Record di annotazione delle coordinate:
********************

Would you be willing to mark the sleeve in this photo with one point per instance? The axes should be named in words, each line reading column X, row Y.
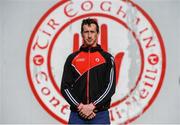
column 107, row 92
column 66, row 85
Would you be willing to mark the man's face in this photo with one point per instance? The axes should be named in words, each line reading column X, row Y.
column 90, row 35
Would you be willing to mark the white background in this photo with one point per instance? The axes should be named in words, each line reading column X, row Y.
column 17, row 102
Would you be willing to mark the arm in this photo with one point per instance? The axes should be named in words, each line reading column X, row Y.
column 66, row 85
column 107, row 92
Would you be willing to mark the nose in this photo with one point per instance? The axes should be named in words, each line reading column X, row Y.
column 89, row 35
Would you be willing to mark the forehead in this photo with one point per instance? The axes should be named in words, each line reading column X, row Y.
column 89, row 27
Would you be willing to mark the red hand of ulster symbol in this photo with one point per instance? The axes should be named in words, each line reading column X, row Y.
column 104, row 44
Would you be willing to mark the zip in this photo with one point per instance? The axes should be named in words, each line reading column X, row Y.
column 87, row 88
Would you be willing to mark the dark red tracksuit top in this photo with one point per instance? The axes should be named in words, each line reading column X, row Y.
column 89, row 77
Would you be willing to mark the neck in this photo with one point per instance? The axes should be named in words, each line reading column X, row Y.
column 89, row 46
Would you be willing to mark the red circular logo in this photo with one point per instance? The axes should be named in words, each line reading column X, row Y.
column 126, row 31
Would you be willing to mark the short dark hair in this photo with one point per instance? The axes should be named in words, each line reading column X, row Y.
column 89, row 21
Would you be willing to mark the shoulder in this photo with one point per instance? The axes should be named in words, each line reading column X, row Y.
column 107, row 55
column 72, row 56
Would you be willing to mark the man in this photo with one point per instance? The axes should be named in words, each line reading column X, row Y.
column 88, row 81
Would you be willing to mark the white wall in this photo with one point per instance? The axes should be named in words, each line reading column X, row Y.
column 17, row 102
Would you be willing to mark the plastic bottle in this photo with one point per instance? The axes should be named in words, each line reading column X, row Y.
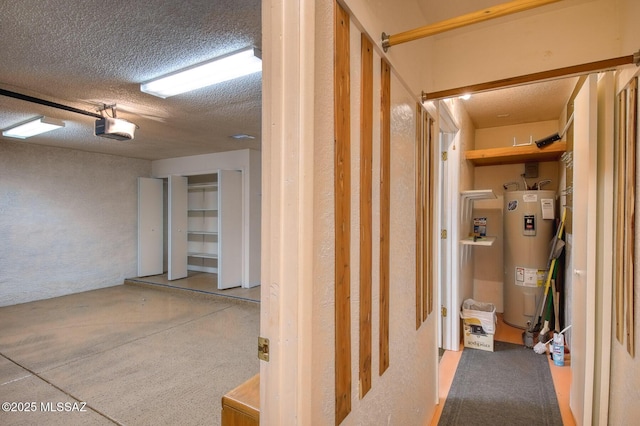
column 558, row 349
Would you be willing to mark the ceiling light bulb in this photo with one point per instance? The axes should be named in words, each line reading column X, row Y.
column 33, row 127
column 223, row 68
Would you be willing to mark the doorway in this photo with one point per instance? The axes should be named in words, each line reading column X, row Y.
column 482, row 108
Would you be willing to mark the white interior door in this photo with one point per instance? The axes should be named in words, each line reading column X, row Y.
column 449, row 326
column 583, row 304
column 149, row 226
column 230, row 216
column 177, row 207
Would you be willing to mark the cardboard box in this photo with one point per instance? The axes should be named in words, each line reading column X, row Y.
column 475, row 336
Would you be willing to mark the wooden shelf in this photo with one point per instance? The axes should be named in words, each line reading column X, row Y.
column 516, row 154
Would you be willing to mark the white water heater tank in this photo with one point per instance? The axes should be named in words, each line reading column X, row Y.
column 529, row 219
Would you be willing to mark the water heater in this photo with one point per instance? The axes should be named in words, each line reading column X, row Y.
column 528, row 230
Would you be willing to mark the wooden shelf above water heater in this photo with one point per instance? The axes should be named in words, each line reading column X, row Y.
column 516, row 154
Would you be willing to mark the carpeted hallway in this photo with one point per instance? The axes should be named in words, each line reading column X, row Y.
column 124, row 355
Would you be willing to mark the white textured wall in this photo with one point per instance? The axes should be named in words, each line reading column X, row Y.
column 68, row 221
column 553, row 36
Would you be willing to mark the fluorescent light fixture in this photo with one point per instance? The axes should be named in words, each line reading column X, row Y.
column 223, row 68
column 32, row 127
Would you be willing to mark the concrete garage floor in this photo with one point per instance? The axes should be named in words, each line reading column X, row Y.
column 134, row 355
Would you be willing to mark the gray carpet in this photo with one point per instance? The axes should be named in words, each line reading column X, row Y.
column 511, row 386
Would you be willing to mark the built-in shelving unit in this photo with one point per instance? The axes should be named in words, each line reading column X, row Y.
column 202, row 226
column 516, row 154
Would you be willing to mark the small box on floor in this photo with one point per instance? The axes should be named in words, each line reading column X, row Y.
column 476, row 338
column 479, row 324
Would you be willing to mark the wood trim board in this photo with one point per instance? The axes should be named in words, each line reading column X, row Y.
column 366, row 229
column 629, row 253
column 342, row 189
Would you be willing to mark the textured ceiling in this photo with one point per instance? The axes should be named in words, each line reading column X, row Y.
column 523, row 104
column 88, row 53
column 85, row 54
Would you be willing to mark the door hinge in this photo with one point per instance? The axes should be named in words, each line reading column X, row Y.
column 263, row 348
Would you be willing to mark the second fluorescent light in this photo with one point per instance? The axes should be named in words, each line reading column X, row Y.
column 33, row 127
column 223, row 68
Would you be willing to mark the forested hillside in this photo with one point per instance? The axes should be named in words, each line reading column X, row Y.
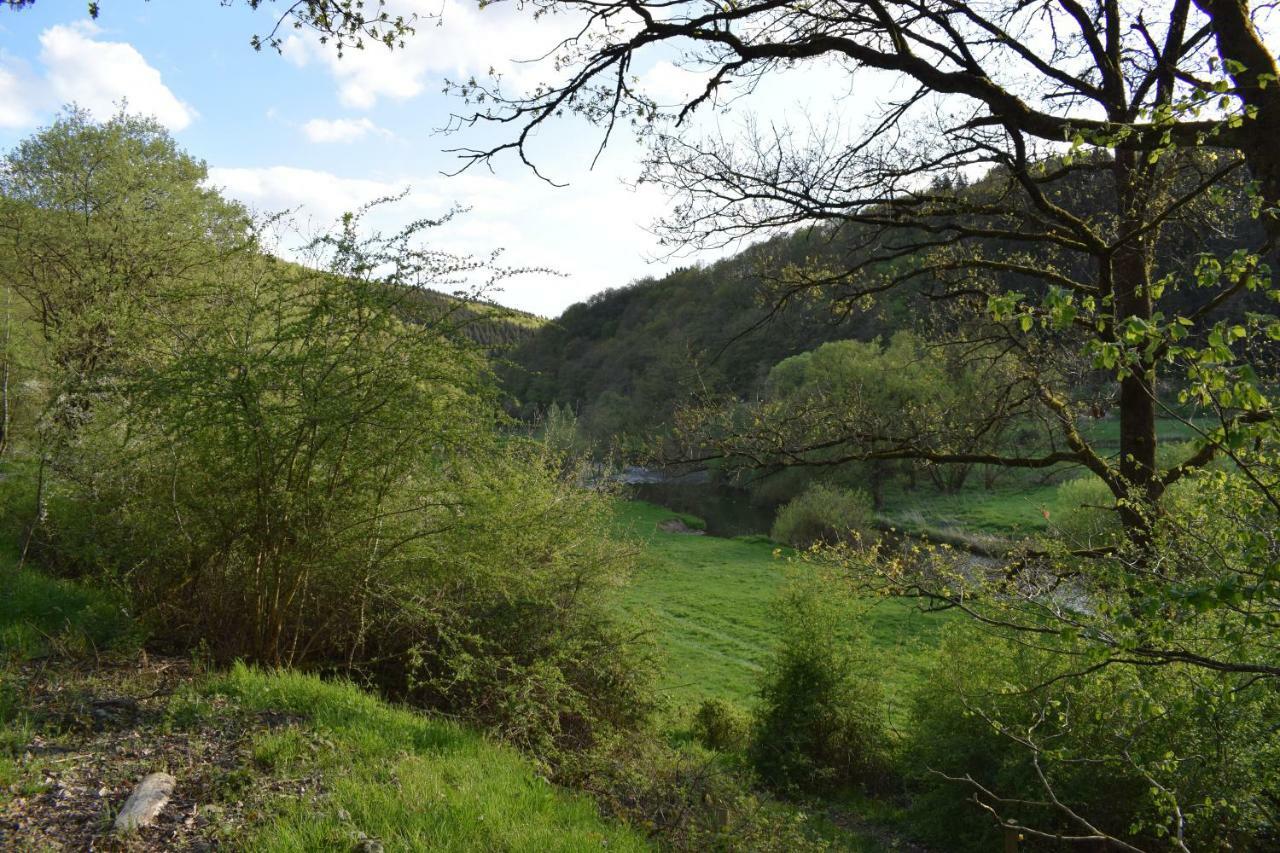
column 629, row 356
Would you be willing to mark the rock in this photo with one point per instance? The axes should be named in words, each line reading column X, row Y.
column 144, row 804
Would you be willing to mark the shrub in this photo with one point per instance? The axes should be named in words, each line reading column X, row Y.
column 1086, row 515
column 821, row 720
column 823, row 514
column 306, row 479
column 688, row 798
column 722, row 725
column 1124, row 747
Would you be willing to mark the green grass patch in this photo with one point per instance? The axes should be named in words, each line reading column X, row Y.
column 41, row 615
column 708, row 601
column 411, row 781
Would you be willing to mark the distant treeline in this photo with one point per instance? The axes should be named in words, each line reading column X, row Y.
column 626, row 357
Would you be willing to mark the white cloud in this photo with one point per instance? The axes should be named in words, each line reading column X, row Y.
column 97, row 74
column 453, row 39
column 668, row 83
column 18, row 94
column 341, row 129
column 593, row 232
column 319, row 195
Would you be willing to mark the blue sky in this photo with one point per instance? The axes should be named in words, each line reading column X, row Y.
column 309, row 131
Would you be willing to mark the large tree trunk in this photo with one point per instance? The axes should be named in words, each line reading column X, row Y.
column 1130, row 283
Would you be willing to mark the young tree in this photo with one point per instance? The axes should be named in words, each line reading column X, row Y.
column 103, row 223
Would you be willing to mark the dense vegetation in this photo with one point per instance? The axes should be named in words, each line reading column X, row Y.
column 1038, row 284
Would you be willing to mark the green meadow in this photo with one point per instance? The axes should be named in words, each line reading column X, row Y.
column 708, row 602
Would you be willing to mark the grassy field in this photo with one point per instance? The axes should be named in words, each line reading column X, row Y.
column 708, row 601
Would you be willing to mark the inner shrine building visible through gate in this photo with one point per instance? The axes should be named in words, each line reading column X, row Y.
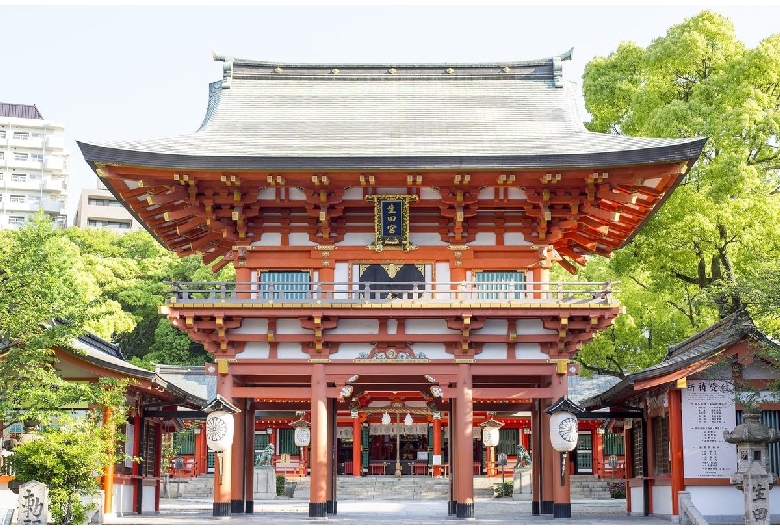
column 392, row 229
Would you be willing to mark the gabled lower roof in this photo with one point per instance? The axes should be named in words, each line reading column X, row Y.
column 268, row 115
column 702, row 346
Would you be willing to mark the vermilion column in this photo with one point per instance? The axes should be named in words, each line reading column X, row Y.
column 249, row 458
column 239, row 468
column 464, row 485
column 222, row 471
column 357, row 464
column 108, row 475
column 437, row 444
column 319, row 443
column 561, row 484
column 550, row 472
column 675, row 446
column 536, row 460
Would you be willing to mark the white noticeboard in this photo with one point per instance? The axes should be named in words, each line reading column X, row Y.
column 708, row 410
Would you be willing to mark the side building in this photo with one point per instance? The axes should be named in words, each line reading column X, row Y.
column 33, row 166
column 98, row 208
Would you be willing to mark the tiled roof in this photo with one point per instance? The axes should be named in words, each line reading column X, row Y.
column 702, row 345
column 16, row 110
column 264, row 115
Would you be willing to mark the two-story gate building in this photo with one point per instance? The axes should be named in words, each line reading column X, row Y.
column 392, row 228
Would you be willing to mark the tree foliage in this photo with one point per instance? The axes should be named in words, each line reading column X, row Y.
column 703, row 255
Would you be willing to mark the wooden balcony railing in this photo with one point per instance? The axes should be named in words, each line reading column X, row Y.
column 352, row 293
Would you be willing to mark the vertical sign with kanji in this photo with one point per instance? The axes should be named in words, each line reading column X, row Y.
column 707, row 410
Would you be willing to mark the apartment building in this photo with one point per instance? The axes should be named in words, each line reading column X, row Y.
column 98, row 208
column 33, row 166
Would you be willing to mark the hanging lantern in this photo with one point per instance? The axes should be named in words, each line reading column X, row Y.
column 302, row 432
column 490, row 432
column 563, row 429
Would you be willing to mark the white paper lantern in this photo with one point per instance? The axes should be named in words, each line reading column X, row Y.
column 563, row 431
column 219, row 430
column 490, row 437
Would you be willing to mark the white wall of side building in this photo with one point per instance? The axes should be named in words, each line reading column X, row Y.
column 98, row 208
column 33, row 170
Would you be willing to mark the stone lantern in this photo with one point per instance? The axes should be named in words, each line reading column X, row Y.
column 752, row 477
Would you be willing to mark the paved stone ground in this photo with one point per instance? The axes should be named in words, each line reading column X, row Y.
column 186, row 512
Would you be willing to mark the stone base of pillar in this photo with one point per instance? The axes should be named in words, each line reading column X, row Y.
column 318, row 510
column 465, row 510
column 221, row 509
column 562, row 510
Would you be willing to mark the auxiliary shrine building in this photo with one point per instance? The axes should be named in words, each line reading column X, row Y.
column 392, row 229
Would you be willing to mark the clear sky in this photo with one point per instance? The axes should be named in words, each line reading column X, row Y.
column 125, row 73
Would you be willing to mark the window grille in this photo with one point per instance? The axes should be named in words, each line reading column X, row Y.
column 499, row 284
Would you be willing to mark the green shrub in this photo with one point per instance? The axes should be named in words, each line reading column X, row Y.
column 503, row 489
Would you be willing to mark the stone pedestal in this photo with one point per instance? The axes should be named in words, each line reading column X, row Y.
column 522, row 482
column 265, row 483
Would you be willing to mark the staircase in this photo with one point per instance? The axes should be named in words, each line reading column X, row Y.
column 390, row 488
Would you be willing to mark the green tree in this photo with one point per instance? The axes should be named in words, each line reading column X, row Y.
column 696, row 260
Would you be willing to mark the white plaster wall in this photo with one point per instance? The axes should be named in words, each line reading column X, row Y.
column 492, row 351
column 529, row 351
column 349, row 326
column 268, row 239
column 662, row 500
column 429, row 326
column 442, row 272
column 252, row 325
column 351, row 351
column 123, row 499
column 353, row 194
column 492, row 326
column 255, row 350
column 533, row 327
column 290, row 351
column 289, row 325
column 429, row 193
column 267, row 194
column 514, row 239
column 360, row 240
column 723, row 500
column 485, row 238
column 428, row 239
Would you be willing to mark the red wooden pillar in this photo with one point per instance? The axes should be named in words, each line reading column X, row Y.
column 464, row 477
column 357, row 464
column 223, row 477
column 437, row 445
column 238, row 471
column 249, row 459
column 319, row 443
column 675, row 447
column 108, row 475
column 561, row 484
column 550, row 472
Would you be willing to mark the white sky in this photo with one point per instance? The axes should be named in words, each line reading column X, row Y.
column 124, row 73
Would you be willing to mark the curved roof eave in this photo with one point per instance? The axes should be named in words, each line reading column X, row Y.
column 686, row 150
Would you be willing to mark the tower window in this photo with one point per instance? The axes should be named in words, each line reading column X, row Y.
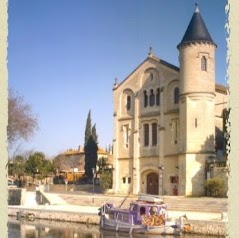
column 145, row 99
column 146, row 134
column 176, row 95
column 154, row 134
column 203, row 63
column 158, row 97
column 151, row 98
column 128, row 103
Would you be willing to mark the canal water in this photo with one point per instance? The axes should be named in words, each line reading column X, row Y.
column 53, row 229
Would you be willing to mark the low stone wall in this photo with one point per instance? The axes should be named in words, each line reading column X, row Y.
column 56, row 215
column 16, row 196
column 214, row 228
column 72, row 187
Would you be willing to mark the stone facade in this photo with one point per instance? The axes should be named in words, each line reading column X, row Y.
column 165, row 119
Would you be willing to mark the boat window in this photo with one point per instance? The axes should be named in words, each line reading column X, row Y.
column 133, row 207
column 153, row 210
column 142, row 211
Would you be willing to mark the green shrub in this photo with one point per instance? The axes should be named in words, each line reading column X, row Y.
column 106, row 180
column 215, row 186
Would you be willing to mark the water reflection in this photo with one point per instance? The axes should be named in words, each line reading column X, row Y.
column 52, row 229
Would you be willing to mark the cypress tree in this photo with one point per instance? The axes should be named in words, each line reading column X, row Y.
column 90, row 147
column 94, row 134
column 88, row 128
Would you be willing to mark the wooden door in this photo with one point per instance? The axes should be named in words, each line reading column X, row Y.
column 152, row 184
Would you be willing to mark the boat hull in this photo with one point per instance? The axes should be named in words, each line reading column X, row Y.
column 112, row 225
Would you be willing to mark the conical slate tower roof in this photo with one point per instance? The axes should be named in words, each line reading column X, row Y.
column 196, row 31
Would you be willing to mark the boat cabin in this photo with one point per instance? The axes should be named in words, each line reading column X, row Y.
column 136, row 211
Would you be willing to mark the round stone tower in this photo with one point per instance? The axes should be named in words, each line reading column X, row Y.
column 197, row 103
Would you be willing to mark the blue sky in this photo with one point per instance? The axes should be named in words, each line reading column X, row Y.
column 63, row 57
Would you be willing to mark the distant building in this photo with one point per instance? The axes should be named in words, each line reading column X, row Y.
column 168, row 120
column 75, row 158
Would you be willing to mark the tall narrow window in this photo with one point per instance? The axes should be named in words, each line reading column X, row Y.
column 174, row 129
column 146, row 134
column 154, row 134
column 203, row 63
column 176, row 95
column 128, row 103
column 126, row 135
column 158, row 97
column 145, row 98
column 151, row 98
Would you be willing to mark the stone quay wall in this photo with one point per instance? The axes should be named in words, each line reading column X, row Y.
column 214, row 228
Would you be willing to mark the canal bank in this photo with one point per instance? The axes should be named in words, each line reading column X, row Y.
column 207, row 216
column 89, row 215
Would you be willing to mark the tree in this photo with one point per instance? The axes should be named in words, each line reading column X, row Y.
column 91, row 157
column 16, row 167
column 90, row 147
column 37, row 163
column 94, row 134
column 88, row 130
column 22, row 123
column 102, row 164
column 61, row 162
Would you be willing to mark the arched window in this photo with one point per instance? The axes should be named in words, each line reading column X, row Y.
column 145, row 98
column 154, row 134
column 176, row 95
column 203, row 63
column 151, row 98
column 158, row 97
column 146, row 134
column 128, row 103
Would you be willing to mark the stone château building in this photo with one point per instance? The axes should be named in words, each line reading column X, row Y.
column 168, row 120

********************

Dettagli del compito ▸
Modifica le righe comprese tra quella che contiene "Would you be willing to mark the white noticeboard" e quella che contiene "column 752, row 477", entrambe incluse, sostituendo "tiled roof" con "sloped roof". Riporta solo queste righe e lascia invariato tutto il resto.

Risultato del compito ▸
Would you be willing to mark the white noticeboard in this photo with one point per instance? The axes should be named in words, each line reading column X, row Y.
column 708, row 410
Would you be willing to mark the side building in this photo with one point per instance? The axes should be named in words, each line reading column X, row Y.
column 33, row 166
column 98, row 208
Would you be willing to mark the sloped roof in this photo with one point per instance? The axes should be named in words, each line reading column X, row Y.
column 702, row 345
column 16, row 110
column 264, row 115
Would you be willing to mark the two-story gate building in this photo with one point per instance? The axes should be named in words, each line reading column X, row Y.
column 392, row 228
Would you be willing to mark the tree foliage in this photo with one point per instance? The axes should be named in words, each line reading column X, row Y.
column 703, row 255
Would you be willing to mark the wooden balcony railing in this photo with one point per instance? The axes should be named in words, each line reading column X, row Y.
column 352, row 293
Would you be willing to mark the vertical sign with kanji in this photo with one point per instance? The axes should be named in words, each line reading column X, row Y.
column 707, row 410
Would you be willing to mark the apartment building in this photo with one point per instance? The axes should be named in words, each line reading column X, row Y.
column 98, row 208
column 33, row 166
Would you be willing to mark the hanging lantern in this photo with one point per instance? The axes should be named in words, each line reading column X, row Y.
column 302, row 432
column 490, row 432
column 563, row 429
Would you be willing to mark the white paper lantern in this photo with one point per instance? The axes should be named in words, each line reading column X, row Y.
column 563, row 431
column 219, row 430
column 490, row 437
Would you be willing to mark the white wall of side building in this photo with one point per instance? The axes should be named in words, each line reading column X, row Y.
column 98, row 208
column 33, row 170
Would you be willing to mark the stone lantern in this photo with one point per instance? The axes should be named in words, each line reading column X, row Y.
column 752, row 477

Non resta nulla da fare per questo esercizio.